Records from a data source:
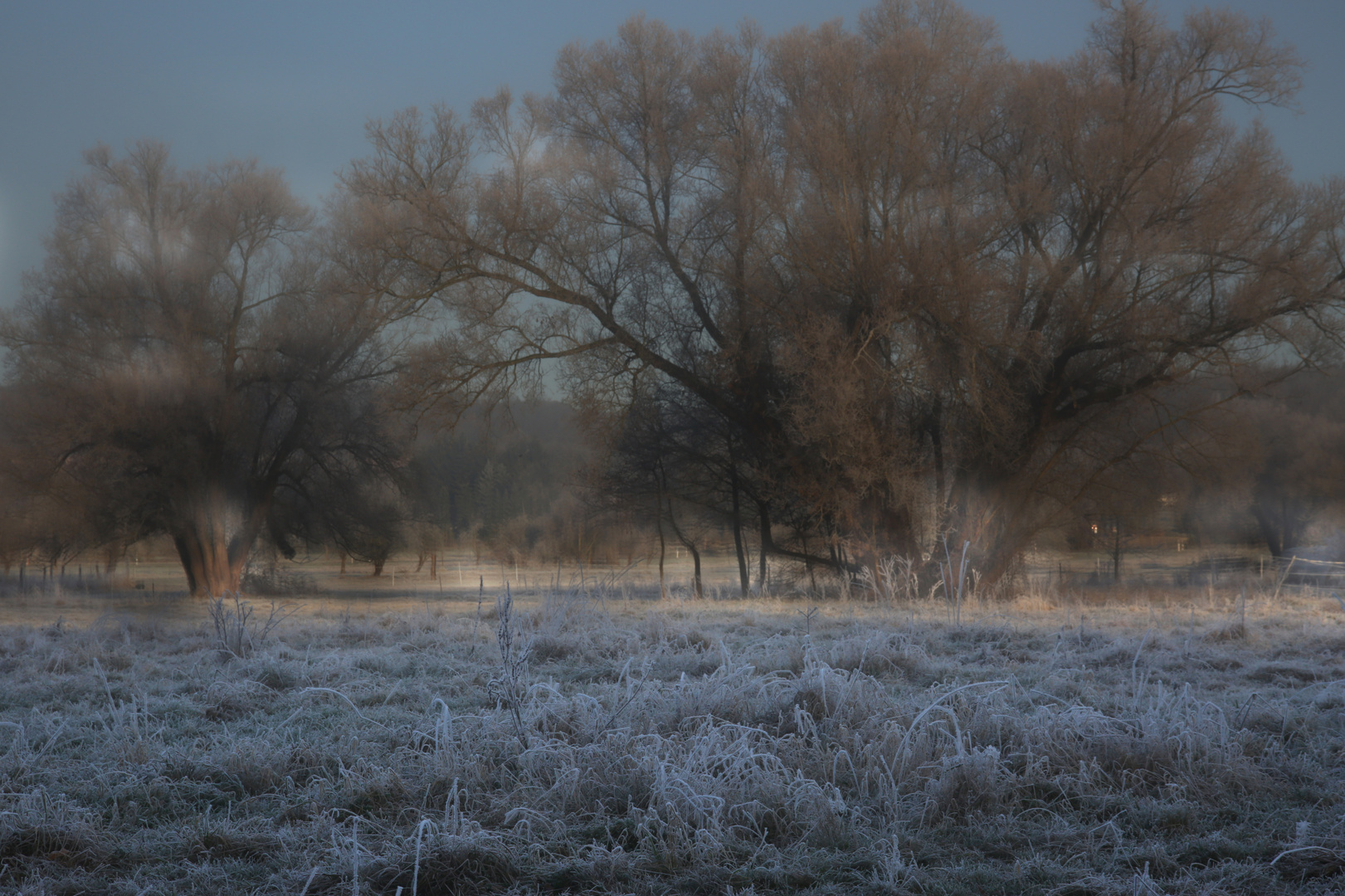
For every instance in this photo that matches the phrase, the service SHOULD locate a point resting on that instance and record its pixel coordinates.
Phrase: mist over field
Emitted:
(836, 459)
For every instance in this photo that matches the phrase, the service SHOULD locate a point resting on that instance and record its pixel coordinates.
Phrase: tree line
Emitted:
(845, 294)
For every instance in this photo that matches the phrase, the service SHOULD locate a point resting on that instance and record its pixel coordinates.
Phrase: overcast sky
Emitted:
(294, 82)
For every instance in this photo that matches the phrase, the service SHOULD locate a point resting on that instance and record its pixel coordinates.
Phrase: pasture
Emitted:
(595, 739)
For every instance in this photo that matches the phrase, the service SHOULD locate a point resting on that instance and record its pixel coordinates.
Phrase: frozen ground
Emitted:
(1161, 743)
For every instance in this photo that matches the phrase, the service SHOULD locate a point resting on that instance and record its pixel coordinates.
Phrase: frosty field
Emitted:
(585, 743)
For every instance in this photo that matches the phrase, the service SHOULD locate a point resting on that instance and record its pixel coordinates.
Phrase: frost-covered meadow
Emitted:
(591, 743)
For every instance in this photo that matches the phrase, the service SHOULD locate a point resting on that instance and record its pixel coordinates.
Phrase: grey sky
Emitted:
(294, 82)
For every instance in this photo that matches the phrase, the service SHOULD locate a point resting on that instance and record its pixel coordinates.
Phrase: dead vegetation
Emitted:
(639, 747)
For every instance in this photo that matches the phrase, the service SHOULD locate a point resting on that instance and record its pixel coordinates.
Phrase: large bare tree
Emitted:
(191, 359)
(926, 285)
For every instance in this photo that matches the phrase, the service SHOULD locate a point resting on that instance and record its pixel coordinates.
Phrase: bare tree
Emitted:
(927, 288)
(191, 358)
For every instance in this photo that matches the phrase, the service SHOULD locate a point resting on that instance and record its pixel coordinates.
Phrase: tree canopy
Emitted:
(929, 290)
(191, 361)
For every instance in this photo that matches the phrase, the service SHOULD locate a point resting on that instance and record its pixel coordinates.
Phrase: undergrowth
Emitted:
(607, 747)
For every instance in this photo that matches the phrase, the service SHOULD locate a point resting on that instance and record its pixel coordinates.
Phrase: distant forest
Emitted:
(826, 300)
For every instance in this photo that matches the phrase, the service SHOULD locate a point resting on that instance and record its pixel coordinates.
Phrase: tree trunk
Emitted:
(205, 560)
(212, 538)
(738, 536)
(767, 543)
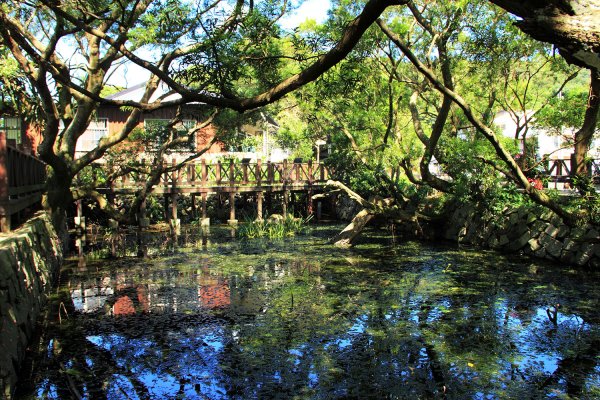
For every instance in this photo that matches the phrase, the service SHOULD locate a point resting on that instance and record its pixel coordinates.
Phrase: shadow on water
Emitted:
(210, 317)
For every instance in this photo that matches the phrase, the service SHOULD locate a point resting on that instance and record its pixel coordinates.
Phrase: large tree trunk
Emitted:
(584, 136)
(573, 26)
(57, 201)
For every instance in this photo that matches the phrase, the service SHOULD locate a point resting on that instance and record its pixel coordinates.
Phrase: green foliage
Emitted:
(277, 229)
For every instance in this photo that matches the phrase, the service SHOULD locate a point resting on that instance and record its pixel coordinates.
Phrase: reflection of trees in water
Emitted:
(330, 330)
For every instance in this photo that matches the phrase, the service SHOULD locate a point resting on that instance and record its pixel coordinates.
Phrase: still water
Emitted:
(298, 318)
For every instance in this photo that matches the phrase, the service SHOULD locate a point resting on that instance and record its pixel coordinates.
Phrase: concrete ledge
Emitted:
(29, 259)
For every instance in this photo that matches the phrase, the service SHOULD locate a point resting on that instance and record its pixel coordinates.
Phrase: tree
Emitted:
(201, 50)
...
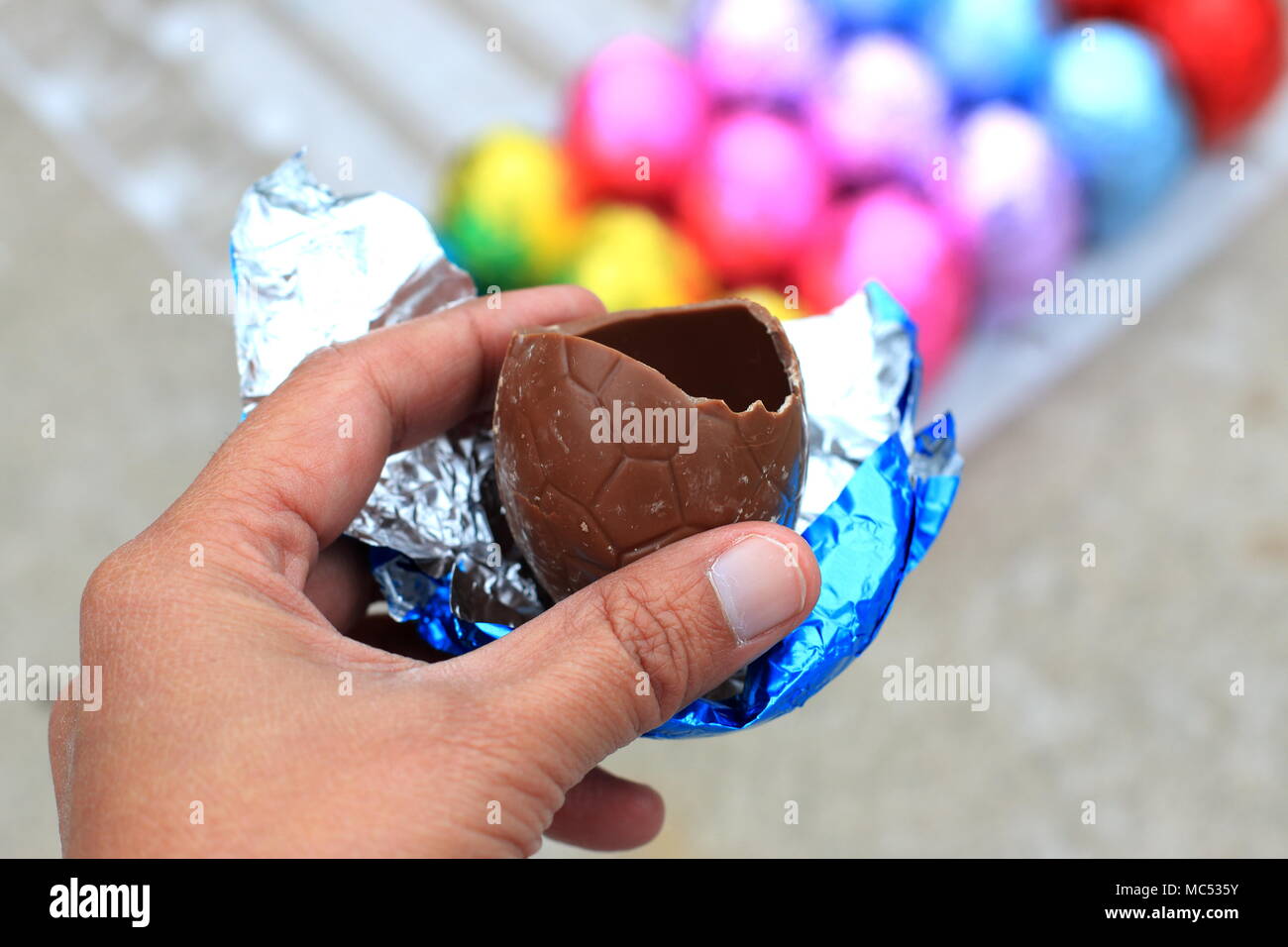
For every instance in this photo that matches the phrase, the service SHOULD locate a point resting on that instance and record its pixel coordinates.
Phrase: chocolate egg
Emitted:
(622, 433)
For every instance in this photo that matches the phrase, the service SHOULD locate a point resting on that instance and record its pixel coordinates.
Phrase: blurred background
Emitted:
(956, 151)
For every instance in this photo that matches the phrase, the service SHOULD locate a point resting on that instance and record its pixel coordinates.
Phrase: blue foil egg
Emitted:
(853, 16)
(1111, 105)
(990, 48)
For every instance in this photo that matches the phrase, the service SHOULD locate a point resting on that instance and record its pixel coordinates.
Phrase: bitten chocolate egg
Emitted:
...
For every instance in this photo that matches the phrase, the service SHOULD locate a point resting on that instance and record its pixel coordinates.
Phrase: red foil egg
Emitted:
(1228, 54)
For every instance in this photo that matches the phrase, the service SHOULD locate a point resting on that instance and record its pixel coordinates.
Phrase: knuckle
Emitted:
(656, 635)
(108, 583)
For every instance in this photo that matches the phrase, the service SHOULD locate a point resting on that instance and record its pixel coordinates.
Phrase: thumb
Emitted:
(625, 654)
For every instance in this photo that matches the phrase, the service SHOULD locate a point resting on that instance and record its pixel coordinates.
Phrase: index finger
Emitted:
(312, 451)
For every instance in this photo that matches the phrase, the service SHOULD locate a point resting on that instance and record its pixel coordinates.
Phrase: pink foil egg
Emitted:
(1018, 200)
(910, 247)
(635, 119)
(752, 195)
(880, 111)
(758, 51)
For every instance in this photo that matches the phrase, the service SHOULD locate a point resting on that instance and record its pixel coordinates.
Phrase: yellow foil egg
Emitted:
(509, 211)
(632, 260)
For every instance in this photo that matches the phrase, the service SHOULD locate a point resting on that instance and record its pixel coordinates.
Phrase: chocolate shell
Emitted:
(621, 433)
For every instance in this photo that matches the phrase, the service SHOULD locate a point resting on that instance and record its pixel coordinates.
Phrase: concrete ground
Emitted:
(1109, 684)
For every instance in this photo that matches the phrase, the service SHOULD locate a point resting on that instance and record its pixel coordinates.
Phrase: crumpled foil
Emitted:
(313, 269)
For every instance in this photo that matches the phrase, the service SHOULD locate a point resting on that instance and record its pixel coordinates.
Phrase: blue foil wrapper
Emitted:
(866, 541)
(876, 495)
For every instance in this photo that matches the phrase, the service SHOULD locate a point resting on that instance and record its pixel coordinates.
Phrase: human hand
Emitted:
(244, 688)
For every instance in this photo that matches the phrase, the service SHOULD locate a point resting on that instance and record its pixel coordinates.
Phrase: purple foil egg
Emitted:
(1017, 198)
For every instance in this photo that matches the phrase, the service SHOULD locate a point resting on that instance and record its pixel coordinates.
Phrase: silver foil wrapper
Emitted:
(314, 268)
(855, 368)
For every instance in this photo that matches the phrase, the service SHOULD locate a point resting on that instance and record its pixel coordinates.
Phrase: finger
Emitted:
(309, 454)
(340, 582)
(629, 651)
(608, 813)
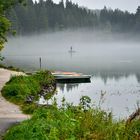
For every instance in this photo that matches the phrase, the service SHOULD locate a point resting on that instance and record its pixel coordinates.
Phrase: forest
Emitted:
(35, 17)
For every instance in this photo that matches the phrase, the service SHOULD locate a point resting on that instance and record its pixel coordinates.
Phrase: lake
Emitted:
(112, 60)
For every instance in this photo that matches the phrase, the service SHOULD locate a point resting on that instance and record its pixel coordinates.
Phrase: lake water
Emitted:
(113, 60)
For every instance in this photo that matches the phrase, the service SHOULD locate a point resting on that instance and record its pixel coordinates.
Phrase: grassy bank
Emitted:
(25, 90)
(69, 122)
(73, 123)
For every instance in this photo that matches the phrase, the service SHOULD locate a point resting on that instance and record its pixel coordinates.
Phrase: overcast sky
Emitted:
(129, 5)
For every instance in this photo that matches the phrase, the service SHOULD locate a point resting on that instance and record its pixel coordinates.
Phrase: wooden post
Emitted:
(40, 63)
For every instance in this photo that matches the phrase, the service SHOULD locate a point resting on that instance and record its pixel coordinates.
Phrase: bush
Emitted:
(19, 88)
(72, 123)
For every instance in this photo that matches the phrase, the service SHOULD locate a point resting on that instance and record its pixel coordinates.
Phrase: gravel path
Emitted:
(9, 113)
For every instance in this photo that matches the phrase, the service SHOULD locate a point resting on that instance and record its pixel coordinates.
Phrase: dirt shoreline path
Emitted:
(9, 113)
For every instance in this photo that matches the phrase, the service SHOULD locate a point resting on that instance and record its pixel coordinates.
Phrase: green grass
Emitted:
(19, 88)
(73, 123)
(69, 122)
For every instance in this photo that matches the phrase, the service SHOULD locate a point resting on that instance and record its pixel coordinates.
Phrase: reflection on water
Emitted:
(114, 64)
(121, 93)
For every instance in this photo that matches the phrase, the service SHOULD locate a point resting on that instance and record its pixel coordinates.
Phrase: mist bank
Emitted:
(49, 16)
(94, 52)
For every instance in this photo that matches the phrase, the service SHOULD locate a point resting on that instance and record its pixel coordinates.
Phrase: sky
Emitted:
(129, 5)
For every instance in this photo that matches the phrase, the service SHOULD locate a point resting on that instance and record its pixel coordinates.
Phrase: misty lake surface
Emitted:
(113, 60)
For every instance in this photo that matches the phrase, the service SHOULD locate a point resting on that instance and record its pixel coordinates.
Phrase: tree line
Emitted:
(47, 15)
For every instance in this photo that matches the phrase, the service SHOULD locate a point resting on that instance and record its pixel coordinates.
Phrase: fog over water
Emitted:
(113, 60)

* _Task statement_: Locate every line in the data above that contains the word "reflection", and copy each of those lines in full.

* _Full output_:
Phrase: reflection of trees in water
Phrase: reflection on water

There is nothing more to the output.